··· PASSAGE GIVEN

Being called out by the most self absorbed, corrupt, manipulative, racist, negligent party in the history of the world. 
Oh the irony.
"Snip"
The normal term of President of the NRA is one year. Mostly a ceremonial role,

The executive branch of two are the people who run the NRA. La Pierre and Cox are the two left standing, and I hear Cox left the NRA earlier this year. Maybe not.
All the Presidents, VP's Board members and everything else are just a smoke screen to the organization. It started well enough, but has been corrupted by La Pierre and company while they built an untouchable status for themselves.
People hate it when I point this out and I have lost some friends over it. They peobably weren't that great of friends, but were passionate enough to make a stand, and I'm OK with that. I think about sending them a note asking about the current (before this) state of the cult,,,,er,, Club, but won't go to that level.


----------



## RK3369 (Aug 12, 2013)

LostinTexas said:


> The executive branch of two are the people who run the NRA. La Pierre and Cox are the two left standing, and I hear Cox left the NRA earlier this year. Maybe not.
> All the Presidents, VP's Board members and everything else are just a smoke screen to the organization. It started well enough, but has been corrupted by La Pierre and company while they built an untouchable status for themselves.
> People hate it when I point this out and I have lost some friends over it. They peobably weren't that great of friends, but were passionate enough to make a stand, and I'm OK with that. I think about sending them a note asking about the current (before this) state of the cult,,,,er,, Club, but won't go to that level.


Exactly why I won't contribute anything but my dues.


----------



## RK3369 (Aug 12, 2013)

Goldwing said:


> *New York Attorney General Tish James sued the National Rifle Association* on Thursday, seeking to dissolve the pro-gun advocacy group over allegations of massive fraud and extensive self-dealing.
> GW


They should incorporate in Texas, transfer all the assets over to the new corporation and tell NY to go eff themselves.their exempt status is determined federally. They don't need to be incorporated in NY,, they can be domiciled in any state. Not justifying LaPierre's spending, just saying it might not be worth the cost to go toe to toe with New York.


----------



## Goldwing (Nov 5, 2014)

Lititia James has started a job that she does not want to finish. 
Between defunding the POLICE, eliminating bail for suspects and turning them loose, allowing riots to run wild for two months, and now trying to dissolve the NRA and disarm those who can not expect protection from the POLICE, the socialist democrats have screwed themselves.
I predict a landslide victory for Trump and I am very optimistic about the House and Senate.

GW


----------



## RK3369 (Aug 12, 2013)

We can only hope. But yes, the Dems are pretty scary.


----------



## LostinTexas (Oct 1, 2018)

Goldwing said:


> Lititia James has started a job that she does not want to finish.

······

> _TASK GOAL_: Reproduce the part of the NRA forum thread that starts at "## Goldwing (Nov" and ends at "have screwed themselves.", word for word.

··· DATA BLOCK

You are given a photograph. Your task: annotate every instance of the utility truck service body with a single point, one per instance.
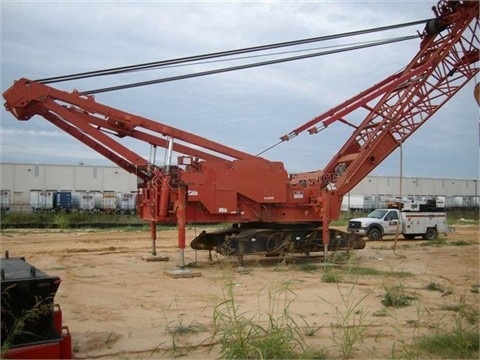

······

> _WRITTEN SOLUTION_:
## Goldwing (Nov 5, 2014)

Lititia James has started a job that she does not want to finish. 
Between defunding the POLICE, eliminating bail for suspects and turning them loose, allowing riots to run wild for two months, and now trying to dissolve the NRA and disarm those who can not expect protection from the POLICE, the socialist democrats have screwed themselves.